## [PROMPT]
Substitute "Mark a single point for each instance" for "Tag one point per instance" everywhere in the lines below, keeping everything else the same.

Object point labels
## Begin

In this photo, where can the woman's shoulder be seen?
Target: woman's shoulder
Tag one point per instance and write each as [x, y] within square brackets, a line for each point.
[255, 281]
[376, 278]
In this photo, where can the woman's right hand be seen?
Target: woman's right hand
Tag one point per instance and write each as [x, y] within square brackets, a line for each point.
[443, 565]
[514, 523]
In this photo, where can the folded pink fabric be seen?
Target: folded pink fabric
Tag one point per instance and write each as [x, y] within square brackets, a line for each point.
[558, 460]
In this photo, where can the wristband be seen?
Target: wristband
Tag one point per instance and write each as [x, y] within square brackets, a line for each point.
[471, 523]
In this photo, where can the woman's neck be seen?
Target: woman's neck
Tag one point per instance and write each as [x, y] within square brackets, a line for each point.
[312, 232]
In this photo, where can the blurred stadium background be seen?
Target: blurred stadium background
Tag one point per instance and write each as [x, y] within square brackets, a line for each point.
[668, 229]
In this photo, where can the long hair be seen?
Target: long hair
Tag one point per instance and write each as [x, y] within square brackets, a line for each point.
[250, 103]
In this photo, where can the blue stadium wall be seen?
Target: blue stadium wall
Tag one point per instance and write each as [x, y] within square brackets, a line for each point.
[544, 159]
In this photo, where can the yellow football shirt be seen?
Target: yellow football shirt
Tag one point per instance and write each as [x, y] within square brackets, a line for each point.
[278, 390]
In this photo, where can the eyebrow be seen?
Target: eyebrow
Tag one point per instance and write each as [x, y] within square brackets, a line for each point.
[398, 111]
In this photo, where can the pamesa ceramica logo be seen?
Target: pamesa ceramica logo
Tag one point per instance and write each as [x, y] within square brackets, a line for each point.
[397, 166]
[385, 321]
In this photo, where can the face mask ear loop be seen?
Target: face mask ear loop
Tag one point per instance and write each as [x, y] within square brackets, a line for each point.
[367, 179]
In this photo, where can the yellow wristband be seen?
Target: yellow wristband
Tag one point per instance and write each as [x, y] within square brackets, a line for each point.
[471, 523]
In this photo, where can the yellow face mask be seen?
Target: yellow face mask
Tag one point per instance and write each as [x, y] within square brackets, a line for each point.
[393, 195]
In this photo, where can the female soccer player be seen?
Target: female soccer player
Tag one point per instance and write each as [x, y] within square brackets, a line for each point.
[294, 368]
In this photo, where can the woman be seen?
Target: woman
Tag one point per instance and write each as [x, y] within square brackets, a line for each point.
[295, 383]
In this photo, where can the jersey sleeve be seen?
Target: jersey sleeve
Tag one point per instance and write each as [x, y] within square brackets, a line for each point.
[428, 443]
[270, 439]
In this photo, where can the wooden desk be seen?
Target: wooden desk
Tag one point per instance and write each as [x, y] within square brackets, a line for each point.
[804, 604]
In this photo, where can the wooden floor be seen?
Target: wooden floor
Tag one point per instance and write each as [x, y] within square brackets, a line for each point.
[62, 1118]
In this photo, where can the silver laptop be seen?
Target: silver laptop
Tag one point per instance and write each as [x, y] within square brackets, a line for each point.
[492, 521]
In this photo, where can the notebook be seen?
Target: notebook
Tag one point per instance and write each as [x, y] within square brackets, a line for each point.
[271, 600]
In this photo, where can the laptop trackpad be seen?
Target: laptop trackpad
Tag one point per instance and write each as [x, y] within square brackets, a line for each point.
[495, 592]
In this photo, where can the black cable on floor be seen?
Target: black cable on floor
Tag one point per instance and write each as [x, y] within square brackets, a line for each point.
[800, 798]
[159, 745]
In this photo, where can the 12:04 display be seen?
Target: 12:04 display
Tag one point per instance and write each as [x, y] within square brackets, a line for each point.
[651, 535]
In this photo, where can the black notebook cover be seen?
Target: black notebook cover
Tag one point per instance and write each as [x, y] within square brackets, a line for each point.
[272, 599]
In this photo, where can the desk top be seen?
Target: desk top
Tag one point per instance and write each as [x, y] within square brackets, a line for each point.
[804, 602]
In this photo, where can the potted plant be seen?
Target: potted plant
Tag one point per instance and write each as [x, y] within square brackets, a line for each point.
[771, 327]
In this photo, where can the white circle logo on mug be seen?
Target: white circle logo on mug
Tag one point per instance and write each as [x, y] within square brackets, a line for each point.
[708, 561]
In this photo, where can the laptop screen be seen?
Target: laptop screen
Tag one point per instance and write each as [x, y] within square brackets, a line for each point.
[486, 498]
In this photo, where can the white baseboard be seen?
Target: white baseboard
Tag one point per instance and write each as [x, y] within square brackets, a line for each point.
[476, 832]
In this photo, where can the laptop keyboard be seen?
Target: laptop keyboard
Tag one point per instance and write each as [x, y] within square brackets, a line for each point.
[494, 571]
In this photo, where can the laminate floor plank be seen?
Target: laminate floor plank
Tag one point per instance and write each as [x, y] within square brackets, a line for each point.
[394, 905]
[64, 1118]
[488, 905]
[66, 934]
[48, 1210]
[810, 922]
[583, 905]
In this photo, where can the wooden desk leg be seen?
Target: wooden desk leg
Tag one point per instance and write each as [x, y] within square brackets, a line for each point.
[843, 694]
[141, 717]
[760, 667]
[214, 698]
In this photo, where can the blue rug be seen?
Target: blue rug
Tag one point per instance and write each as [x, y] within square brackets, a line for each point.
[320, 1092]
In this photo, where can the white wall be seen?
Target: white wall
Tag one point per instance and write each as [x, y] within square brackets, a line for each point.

## End

## [COMPLETED TASK]
In this photo, where can the woman's shoulder be seen?
Target: woman's shoulder
Mark a single point for each instance and write each as [x, y] within square brackets, a line for each point.
[255, 281]
[376, 278]
In this photo, where can the woman's right hand be seen?
Target: woman's right hand
Mark a single point for each instance and write each as [x, y] within square brackets, a line for each point.
[443, 565]
[514, 523]
In this photo, where can the folded pink fabric be seen?
Target: folded pink fabric
Mark a single point for each instance and write each as [x, y] within square brackets, a line for each point.
[558, 460]
In this photo, where can the wristband be seen?
Target: wristband
Mark a single point for each instance and write each as [x, y] within square brackets, a line for each point.
[471, 523]
In this photo, where can the woman's neck be seen?
Target: woman's neck
Mark a single point for each instance and write each as [x, y] within square brackets, a line for each point.
[312, 232]
In this photo, where can the blurred stadium background be seen?
Target: blurred stadium background
Mark a single point for each instance and write each as [x, y] within square brackets, a line for each point.
[668, 229]
In this photo, where can the long hair be seen?
Target: long hair
Mark a single point for each instance and write each as [x, y] within square brackets, a line for each point.
[250, 103]
In this photo, where can the blue stadium wall be seen?
Target: blue stadium wall
Mark a single point for each instance and write each as [x, y] within square brackets, a line for each point.
[544, 159]
In this photo, where can the yellow football shirt be seen?
Target: yellow football shirt
Mark a single point for each instance and write each as [x, y] within square brackets, a line for each point.
[278, 390]
In this photo, where can the eyebrow be seen?
Target: eyebrow
Mark a single point for each instance and write each as [x, y] within square brackets, a line for each point.
[398, 111]
In this photo, where can the pamesa ceramica logo be seen?
Target: pamesa ceramica logo
Mark a single point for each instance and write each as [x, y] within square brackets, a line for each point.
[397, 166]
[385, 321]
In this photo, where can the face mask ear loop be seen?
Target: face mask ear loop
Mark a single point for each instance and write each as [x, y] within square brackets, a line for each point.
[367, 179]
In this photo, where can the yellow wristband be seen?
Target: yellow wristband
Mark a single point for each instance and write each as [x, y] within square brackets, a line for each point.
[471, 523]
In this photo, where can the yellow face mask be seen?
Target: yellow face mask
Mark a single point for each instance and write each as [x, y] within square brackets, a line for each point.
[393, 195]
In this photo, where can the female soccer player be seen?
Target: female soccer player
Mark a single point for each instance and write each as [x, y] within square brackets, a line for each point.
[294, 368]
In this photo, where can the woman be seen?
Target: woman
Mark a single point for each instance and write each as [x, y] within square brackets, a line for each point.
[295, 383]
In this photo, where can the jersey sleeve be seen?
Target: jersey sleeve
Mark a single point for each instance and write each as [x, y] within square brackets, a line for each point.
[428, 443]
[270, 439]
In this photo, where can the wooden desk be seen?
Target: wooden desk
Mark a single point for each instance and write each as [x, y] within square brackets, a line for each point.
[804, 604]
In this photo, where can the wooden floor be seen?
Target: wooden floor
Mark a single point for each instance and write each as [x, y] within square brackets, a line for each point.
[62, 1118]
In this photo, where can the silver laptop be seen?
Target: silver laptop
Mark a single point for each instance and write each as [x, y] within square brackets, a line for each point.
[492, 521]
In this photo, where can the notebook be seen?
Target: notebook
Mark a single point for each instance and write each as [x, y] within square brackets, a line for each point.
[271, 600]
In this photo, where can the laptop trackpad be seen?
Target: laptop trackpad
Mark a single point for each instance and write each as [x, y] within square brackets, a line for each point.
[495, 592]
In this photo, where can the black cable on floor be seen?
Target: black cable on floor
Mark a single point for each instance and write each as [x, y] within square brackets, a line for each point.
[800, 798]
[159, 745]
In this photo, where can the 12:04 display be seen?
Target: 12:04 display
Mark a single point for each instance and write each as [x, y] within square brackets, a line for each point.
[651, 535]
In this photo, where can the black notebook cover be seen?
Target: black notebook cover
Mark a single point for each instance and write each as [x, y] within square brackets, a line for each point.
[272, 599]
In this photo, where can the desk top be seen?
Target: desk top
Mark a single point for each instance and write each as [x, y] within square brackets, a line for each point.
[804, 602]
In this photo, where can the potted plant be seen?
Target: potted plant
Mark a single point for each instance and write each as [x, y] within square brackets, a line for each point.
[771, 327]
In this photo, where can the white circle logo on mug be seen?
Target: white circle logo on mug
Mark a single point for each instance and write each as [x, y] within square brackets, a line for each point.
[708, 561]
In this photo, where can the laptop screen be seen?
Target: laptop screen
Mark a single point for each instance and write each as [x, y] within square brackets, a line for each point.
[486, 498]
In this photo, where can the white baseboard be seen?
Target: white baseboard
Mark a single point for each instance and write each as [x, y] within square brackets, a line for each point.
[476, 832]
In this photo, where can the laptop keyboard be seen?
Target: laptop keyboard
Mark a single point for each instance and write each as [x, y] within square brackets, a line for each point.
[494, 571]
In this photo, where can the laminate floor plank be seen?
Target: laminate floor plank
Mark a single point for each instance and write each as [x, y] within square brackets, a line for each point.
[394, 905]
[64, 1118]
[488, 905]
[66, 934]
[48, 1210]
[810, 922]
[583, 905]
In this photo, where can the wooden desk leg be seen?
Target: wooden desk leg
Mark a single point for each instance and write each as [x, y] within square brackets, a line for each point.
[843, 694]
[141, 717]
[760, 667]
[214, 698]
In this photo, where can the blue rug be seen?
Target: blue rug
Mark a single point for each instance and write each as [x, y] within square brackets, a line for each point.
[320, 1092]
In this photo, where can the white wall be seen?
Target: white wall
Mark a single point for each instance and write each as [x, y] within square brackets, a line for each point.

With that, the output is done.